Le témoin : Je suis ici pour dire ce que j’ai vu.

Louise Michel : Vous êtes libre de dire ce que vous voulez, mais je suis libre de dire que vous l’avez rêvé.

D. (au témoin) : Ce n’est pas librement que vous donniez votre pain à ces gens-là ? — R. Non, monsieur, c’est qu’ils arrivaient avec des gestes effrayants ; ils criaient : « Du travail et du pain ! »

Louise Michel : Oh ! ils étaient bien effrayants ! J’étais aussi bien effrayante ! Ces dames étaient complètement hallucinées d’effroi ; elles regardaient Louise Michel comme une espèce d’hydre.

Cornat, officier de paix du VIe arrondissement : Le 9 mars dernier, apprenant qu’une bande parcourait l’arrondissement en poussant des cris séditieux, je vais à sa poursuite et je l’atteignis place Maubert. La bande était dirigée par Louise Michel, ayant à ses côtés Pouget et Mareuil. J’arrête ces deux derniers et Pouget me traita de lâche et de canaille. Quant à Louise Michel elle put s’esquiver. Tous ces gens-là criaient : « Vive la Révolution ! à bas la police ! »
☆ ☆ ☆ ☆
* _Consigne A_:
Recopiez à l'identique le passage de l'extrait sur Louise Michel qui va de « Le témoin : Je » jusqu'à « vous l’avez rêvé. » inclus.
* _Consigne B_:
Répondez brièvement aux questions suivantes d'après l'extrait sur Louise Michel.
(i) Sur quelle place l'officier de paix Cornat atteignit-il la bande ?
(ii) Selon le témoin, que criaient les gens qui arrivaient avec des gestes effrayants ?
(iii) Quelles deux personnes Cornat arrêta-t-il ?

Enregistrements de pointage
☆ ☆ ☆ ☆
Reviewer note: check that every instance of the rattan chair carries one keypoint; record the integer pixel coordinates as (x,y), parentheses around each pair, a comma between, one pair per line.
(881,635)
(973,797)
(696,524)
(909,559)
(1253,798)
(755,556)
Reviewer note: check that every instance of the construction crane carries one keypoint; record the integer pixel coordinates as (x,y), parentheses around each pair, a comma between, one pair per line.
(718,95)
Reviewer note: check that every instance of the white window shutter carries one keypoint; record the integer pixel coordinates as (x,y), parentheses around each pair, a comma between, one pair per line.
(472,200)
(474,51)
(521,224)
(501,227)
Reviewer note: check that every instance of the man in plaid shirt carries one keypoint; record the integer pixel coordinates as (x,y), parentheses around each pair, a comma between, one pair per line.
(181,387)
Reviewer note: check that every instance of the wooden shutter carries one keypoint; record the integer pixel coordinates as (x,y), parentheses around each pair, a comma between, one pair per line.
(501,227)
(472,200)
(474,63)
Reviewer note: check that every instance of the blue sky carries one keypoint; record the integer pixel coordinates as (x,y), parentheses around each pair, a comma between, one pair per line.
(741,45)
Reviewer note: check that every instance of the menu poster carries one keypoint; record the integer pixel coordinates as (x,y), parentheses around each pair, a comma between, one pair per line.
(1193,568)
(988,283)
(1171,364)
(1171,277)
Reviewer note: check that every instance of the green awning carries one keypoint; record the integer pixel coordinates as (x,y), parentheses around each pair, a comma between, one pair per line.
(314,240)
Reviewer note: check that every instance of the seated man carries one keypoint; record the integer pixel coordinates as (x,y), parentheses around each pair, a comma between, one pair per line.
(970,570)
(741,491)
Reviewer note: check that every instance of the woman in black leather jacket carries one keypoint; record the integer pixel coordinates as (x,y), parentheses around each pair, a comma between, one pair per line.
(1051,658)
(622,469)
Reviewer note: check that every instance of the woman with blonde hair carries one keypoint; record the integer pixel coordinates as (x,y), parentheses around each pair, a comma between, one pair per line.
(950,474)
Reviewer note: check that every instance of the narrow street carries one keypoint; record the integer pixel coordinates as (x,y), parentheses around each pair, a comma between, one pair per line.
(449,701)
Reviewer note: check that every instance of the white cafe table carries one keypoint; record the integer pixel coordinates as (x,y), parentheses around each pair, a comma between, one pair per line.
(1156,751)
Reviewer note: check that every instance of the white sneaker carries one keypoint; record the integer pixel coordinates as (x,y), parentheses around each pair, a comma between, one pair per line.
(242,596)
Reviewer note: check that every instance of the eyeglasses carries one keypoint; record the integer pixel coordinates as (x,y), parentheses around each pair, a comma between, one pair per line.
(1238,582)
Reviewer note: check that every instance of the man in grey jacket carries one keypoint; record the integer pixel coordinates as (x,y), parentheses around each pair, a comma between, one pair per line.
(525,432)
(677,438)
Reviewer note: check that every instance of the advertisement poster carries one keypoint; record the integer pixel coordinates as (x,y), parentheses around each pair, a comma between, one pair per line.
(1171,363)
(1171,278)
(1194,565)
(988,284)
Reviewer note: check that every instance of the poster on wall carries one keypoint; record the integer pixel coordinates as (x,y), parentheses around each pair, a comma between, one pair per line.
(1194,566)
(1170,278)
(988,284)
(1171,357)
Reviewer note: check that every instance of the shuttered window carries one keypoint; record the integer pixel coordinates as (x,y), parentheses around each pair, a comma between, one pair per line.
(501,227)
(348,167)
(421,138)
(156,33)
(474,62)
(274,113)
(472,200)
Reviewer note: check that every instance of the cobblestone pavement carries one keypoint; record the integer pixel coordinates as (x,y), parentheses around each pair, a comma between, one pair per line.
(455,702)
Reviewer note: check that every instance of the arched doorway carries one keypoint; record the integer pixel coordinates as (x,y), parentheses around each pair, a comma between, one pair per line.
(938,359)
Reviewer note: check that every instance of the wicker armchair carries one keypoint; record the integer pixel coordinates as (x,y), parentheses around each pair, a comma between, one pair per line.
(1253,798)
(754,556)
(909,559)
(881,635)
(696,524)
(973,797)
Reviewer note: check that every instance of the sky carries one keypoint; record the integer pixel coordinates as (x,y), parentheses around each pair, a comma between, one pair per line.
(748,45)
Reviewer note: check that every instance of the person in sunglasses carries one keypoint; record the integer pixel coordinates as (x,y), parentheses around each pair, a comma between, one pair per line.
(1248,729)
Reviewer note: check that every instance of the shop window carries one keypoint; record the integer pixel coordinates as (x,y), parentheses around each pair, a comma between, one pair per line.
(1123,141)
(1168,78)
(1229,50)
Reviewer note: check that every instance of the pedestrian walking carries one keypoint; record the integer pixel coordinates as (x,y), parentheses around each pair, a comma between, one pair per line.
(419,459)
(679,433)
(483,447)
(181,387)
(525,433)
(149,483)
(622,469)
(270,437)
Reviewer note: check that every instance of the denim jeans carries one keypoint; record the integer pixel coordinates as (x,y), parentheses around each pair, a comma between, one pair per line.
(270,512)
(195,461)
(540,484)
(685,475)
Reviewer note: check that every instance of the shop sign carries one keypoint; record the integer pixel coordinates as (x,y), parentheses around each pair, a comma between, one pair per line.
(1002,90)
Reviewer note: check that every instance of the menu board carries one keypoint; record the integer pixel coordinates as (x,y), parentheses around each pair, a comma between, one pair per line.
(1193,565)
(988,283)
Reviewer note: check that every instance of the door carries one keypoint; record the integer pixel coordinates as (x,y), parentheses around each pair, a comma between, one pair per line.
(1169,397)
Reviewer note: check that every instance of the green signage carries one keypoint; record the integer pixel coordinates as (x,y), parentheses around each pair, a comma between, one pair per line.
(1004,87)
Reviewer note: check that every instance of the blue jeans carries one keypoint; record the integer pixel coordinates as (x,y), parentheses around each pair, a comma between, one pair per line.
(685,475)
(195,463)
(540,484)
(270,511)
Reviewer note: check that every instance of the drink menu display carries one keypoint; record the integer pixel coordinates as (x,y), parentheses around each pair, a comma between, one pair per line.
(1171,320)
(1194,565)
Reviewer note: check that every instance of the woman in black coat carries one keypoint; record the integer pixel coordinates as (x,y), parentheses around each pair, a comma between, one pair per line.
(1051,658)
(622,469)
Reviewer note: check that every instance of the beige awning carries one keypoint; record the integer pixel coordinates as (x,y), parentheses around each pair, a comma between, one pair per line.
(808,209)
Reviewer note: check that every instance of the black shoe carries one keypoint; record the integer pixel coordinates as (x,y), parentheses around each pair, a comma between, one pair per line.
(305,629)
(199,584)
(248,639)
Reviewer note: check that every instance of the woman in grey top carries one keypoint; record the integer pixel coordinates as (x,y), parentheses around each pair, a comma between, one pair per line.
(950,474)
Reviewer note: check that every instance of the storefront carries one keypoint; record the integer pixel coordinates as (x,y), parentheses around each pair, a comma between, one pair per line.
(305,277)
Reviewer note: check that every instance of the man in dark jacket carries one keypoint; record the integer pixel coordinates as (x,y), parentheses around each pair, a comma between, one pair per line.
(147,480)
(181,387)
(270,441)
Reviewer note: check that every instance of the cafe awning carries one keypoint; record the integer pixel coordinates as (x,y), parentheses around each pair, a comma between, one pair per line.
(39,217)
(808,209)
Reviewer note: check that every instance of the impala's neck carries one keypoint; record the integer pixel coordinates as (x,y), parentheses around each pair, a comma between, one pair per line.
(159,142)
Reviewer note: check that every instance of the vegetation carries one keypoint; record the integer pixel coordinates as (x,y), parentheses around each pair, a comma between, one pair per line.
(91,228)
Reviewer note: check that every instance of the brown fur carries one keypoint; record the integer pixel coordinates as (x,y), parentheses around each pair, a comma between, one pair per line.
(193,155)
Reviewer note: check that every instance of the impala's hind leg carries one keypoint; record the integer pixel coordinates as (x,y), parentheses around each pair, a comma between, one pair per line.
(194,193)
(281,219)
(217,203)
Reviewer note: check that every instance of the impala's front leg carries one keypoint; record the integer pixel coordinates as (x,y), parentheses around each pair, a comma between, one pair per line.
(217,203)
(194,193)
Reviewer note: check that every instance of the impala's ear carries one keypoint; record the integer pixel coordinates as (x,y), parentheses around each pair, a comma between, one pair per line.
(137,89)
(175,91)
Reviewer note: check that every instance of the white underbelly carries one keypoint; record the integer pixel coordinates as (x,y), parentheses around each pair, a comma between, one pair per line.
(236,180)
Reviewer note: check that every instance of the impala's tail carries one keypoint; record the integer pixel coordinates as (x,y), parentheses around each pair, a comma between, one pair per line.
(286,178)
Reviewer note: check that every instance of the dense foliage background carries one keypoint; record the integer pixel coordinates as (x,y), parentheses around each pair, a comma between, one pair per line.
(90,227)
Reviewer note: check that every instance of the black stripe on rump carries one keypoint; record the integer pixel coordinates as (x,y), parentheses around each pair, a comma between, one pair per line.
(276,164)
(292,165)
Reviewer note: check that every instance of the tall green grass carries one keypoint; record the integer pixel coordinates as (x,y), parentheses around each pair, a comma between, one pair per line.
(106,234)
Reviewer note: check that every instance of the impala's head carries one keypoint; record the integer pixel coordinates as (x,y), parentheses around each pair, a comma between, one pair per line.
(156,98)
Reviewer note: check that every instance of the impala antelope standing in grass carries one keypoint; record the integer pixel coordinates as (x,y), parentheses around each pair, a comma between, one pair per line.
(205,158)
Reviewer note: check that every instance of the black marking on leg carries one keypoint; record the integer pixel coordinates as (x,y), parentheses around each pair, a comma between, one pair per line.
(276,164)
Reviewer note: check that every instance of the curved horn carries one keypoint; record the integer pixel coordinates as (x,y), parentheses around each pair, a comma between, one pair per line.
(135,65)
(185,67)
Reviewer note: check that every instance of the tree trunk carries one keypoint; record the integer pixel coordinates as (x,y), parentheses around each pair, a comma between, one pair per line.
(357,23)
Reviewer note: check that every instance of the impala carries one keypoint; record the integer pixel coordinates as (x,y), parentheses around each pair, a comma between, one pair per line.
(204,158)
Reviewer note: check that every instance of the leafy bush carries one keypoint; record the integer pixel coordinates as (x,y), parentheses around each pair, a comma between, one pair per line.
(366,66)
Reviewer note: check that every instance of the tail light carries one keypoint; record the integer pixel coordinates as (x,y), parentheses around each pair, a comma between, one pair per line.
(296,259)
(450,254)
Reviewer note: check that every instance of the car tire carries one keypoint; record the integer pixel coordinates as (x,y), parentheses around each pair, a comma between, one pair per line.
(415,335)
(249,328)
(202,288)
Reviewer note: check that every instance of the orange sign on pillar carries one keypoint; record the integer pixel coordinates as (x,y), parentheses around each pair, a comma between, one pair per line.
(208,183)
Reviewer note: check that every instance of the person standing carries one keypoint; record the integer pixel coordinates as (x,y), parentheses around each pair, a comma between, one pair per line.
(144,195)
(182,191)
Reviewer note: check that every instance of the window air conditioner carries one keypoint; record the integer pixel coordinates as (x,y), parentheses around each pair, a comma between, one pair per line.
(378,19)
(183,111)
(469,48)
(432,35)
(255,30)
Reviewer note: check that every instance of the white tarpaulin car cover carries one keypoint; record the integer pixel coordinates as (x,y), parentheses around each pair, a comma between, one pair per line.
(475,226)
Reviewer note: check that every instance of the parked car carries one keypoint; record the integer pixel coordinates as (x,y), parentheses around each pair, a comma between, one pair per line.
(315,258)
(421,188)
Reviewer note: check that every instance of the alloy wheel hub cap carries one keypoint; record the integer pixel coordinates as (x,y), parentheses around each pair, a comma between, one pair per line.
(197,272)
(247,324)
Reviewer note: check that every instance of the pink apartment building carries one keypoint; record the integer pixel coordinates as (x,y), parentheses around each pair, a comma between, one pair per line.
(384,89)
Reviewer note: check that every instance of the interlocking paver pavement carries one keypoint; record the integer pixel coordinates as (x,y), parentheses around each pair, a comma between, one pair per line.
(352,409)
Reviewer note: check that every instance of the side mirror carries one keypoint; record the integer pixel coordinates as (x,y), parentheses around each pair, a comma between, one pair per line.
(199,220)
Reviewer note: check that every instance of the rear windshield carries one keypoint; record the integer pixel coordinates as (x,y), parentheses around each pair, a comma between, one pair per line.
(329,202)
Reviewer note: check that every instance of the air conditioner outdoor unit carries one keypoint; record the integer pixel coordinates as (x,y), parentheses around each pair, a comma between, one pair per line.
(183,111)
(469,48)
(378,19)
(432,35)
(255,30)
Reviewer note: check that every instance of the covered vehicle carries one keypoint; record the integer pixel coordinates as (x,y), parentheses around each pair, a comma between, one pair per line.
☆ ☆ ☆ ☆
* _Réponse rédigée A_:
Le témoin : Je suis ici pour dire ce que j’ai vu.

Louise Michel : Vous êtes libre de dire ce que vous voulez, mais je suis libre de dire que vous l’avez rêvé.

* _Réponse rédigée B_:
(i) Place Maubert.
(ii) « Du travail et du pain ! »
(iii) Pouget et Mareuil.